INSTRUCTIONS FOR THE TASK — Retype exactly the lines of the material below, from the one containing "hey so can you find the cow's leg" through the last, with both ends kept.

SOURCE INFORMATION —
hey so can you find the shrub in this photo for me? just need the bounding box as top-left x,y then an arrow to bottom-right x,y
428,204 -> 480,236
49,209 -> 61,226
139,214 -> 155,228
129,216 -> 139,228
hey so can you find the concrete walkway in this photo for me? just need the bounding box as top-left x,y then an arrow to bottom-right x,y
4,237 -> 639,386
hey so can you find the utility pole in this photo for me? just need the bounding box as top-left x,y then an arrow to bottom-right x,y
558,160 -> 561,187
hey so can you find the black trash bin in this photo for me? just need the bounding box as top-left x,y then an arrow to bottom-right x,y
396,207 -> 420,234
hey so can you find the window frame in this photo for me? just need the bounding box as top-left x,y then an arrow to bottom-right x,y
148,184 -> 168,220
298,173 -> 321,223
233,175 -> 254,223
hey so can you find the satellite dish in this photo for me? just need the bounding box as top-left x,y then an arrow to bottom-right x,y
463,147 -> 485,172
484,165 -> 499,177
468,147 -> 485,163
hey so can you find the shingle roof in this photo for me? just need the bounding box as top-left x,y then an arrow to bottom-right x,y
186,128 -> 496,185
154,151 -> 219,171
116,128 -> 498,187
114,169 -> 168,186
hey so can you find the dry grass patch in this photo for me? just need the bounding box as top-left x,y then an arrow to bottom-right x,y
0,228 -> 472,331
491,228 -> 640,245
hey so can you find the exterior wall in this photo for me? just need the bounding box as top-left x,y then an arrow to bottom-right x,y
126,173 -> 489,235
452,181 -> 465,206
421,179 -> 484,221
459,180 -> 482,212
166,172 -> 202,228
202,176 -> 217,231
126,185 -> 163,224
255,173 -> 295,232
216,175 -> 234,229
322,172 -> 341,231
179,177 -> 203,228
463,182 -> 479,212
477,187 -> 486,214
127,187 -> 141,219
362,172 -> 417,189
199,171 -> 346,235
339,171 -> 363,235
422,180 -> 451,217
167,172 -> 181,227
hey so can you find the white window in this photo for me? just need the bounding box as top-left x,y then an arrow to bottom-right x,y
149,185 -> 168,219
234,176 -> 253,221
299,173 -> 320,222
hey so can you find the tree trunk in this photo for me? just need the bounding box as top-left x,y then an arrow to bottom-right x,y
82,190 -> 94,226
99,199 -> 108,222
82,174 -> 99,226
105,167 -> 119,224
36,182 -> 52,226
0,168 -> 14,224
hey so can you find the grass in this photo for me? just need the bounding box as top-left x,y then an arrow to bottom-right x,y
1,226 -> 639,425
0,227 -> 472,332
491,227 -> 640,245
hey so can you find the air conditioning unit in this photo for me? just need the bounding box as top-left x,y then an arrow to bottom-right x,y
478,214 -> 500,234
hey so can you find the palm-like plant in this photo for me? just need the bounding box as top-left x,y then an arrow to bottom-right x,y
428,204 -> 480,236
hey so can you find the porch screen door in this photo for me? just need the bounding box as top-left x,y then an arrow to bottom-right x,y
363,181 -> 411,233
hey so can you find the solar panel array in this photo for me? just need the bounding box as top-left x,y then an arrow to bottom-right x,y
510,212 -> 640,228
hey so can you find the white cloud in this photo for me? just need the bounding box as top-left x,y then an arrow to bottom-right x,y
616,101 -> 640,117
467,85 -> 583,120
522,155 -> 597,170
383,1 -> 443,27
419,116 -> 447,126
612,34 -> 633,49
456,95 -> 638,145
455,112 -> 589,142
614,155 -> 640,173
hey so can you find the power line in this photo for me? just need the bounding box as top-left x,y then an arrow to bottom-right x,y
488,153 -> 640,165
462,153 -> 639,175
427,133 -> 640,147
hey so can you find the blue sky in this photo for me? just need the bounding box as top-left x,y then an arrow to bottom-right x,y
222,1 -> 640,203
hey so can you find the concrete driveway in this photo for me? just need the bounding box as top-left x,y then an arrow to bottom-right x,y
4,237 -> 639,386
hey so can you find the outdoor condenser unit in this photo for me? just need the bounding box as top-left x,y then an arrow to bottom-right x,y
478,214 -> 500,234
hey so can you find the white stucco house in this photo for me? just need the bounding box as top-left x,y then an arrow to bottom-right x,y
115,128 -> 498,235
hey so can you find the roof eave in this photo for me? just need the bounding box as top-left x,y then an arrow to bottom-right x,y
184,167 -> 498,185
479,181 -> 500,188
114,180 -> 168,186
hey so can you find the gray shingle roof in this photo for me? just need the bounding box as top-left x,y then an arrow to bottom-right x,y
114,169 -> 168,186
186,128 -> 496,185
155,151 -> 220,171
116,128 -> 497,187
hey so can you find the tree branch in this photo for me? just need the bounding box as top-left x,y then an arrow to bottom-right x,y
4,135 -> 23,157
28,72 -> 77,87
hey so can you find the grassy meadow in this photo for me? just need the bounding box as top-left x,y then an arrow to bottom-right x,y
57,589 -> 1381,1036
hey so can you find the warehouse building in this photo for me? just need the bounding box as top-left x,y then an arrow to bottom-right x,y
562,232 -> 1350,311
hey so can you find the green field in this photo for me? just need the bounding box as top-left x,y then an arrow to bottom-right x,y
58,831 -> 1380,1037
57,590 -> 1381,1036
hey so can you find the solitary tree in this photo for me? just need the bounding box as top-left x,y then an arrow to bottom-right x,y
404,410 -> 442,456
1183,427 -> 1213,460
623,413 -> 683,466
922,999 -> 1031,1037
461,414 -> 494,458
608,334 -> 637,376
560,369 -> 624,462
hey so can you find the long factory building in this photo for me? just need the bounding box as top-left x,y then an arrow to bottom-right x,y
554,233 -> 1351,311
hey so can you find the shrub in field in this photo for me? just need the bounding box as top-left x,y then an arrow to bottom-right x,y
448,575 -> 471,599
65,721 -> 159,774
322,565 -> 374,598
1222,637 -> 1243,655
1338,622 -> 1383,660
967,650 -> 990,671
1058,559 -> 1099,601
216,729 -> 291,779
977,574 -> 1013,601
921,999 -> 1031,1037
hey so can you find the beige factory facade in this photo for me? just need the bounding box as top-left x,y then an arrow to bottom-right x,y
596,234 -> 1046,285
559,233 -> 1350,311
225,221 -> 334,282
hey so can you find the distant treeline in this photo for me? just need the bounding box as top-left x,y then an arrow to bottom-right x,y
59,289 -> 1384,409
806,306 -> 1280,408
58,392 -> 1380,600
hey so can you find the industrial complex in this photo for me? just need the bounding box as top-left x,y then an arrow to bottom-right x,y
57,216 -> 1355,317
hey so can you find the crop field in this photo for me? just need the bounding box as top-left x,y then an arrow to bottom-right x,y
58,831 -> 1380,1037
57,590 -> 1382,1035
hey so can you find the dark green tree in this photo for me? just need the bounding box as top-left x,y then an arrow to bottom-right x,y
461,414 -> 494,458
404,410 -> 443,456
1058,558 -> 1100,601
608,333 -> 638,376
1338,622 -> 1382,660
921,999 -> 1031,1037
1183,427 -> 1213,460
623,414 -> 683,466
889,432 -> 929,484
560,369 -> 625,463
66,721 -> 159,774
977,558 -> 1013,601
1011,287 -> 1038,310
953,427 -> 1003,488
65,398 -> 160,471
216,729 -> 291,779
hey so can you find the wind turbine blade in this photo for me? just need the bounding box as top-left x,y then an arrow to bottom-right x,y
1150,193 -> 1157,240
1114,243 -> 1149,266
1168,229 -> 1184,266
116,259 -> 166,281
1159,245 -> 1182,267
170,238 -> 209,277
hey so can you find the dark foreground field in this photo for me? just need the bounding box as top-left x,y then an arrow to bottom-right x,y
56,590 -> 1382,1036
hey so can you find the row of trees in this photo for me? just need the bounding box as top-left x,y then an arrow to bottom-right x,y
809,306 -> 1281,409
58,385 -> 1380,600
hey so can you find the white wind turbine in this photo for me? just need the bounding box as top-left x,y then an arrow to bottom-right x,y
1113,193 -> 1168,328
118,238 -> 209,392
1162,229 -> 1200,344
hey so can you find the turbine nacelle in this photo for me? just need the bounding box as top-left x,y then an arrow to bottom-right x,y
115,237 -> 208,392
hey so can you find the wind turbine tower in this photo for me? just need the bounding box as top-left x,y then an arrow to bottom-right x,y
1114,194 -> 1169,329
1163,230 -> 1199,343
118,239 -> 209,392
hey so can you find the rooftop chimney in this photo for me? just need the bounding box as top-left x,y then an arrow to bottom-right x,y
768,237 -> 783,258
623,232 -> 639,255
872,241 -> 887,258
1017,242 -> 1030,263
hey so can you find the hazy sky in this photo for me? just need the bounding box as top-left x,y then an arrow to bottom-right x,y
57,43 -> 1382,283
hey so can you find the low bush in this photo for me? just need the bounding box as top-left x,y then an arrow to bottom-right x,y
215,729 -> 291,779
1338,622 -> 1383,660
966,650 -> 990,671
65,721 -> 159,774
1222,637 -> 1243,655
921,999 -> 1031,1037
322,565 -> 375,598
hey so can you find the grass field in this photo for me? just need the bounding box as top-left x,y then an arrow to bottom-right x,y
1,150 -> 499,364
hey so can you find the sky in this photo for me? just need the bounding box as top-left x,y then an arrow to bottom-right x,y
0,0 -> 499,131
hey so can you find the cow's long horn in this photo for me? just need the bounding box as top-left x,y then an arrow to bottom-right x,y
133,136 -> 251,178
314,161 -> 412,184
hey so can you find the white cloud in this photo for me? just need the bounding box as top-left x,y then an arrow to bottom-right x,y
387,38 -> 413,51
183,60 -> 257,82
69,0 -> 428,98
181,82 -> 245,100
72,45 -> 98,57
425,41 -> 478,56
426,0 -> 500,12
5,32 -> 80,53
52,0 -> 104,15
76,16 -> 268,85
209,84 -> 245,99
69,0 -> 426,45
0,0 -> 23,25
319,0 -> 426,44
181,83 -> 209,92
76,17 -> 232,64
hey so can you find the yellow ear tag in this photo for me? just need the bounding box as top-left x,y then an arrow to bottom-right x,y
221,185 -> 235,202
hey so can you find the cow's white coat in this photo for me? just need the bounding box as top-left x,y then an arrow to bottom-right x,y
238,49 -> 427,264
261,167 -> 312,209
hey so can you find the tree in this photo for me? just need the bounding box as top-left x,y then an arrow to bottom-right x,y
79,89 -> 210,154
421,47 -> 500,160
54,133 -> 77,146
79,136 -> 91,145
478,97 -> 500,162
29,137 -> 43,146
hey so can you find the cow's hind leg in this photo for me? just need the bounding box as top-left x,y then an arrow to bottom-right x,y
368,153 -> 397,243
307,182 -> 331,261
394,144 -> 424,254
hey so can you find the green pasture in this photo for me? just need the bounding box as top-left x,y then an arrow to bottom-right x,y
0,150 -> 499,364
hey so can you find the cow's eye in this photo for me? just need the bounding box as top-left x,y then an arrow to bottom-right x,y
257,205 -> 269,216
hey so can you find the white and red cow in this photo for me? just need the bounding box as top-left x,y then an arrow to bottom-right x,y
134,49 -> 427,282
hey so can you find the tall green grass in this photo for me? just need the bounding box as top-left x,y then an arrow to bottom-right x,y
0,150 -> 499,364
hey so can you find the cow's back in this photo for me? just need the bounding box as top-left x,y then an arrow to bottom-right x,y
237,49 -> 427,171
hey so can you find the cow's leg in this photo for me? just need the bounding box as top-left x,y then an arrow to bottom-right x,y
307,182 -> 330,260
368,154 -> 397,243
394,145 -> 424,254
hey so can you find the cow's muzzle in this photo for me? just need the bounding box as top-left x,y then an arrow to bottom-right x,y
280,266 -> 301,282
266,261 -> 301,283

EXERCISE RESPONSE —
hey so can you find the cow's leg in this photo for me? just need the bounding box as top-left x,y then an arrow to bottom-right x,y
307,182 -> 330,260
368,154 -> 397,243
394,145 -> 424,254
hey so can you find the cow's muzzle in this photo for me? just need the bounding box as top-left x,y then an arrow to bottom-right x,y
280,266 -> 301,282
266,261 -> 301,283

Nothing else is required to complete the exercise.